> Exercise brief
Below are some entries; can you quote all of them exactly?

> Data shown
━━━━━━━━━━

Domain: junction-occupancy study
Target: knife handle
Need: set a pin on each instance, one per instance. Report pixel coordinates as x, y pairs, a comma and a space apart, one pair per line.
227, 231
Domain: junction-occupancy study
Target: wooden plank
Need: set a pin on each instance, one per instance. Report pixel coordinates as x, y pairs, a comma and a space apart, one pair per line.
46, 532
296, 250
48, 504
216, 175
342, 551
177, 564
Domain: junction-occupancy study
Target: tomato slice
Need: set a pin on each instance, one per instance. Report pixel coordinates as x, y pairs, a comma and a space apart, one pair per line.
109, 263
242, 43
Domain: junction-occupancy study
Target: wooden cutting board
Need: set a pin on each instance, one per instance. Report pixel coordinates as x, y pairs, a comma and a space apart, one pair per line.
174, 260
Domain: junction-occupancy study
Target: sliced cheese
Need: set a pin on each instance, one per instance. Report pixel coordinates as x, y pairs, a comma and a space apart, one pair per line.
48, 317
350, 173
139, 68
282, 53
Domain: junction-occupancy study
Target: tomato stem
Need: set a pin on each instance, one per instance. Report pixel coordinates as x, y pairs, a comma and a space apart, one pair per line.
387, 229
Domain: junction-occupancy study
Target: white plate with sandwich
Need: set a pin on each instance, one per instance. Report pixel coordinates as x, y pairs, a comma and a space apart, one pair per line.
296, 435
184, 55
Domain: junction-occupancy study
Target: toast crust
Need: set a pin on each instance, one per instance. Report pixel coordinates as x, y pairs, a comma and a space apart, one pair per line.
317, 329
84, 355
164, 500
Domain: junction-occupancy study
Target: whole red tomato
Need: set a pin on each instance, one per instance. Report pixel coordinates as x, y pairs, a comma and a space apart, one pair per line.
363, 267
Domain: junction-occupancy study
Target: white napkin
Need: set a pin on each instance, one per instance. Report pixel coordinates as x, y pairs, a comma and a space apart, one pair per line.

━━━━━━━━━━

> Output below
Domain: junction-occupancy study
Target: knife handle
Need: set a pin on each instance, one per instance. Report pixel coordinates as x, y pairs, a comma and a space apart, one pair per line.
227, 231
Domain: junction-occupancy study
Target: wooden plank
Need: set a pin on each instance, one per instance. Report pixel coordinates as x, y pairs, a comma and a space apart, one pair per line.
46, 532
296, 250
48, 504
216, 175
342, 551
177, 564
Domain: junction-occupancy study
Target: tomato slice
Need: set a pin on each instance, one per instance. Report pixel coordinates as x, y pairs, a comma and a space apart, one pair per line.
109, 263
242, 43
Domain: junction-occupancy study
Target: wooden cutting board
Need: set a pin on each instance, one per instance. Report pixel coordinates as x, y pairs, a comma and a space apart, one pair per line.
174, 260
Domain: junction-occupancy study
Target: sliced cheese
Need: set a pin on each instance, one per instance. Report pixel coordinates as x, y pairs, a comma and a space apart, one pair per line.
48, 317
350, 173
139, 68
282, 53
Domain: junction-occupancy study
Target: tomato stem
Need: set a pin on each instance, one per instance. Report pixel coordinates as x, y pairs, a comma and a space apart, one pair per line.
387, 229
Domain: junction-occupancy study
Target: white plate with sandwich
Need: set a pin on each instance, one per instance. Report pixel coordinates as x, y pairs, a comma and a space apart, one pair per line.
296, 435
184, 55
Domain: junction-occupancy study
Target: toast crust
Need: set a pin on each instance, one per instance. Report pixel coordinates as x, y pairs, a comma and a space apart, one pair per line.
317, 329
84, 355
164, 500
Domain: junction-occupancy study
Target: whole red tomato
Need: set a pin on each instance, one per instance. Report pixel coordinates as x, y pairs, a comma and a space apart, one pair per line.
363, 267
Domain: junction-occupancy study
Target: white napkin
Need: set a pin on each instance, one per instance. Report pixel coordinates as x, y pairs, a comma and a space apart, one pair per line.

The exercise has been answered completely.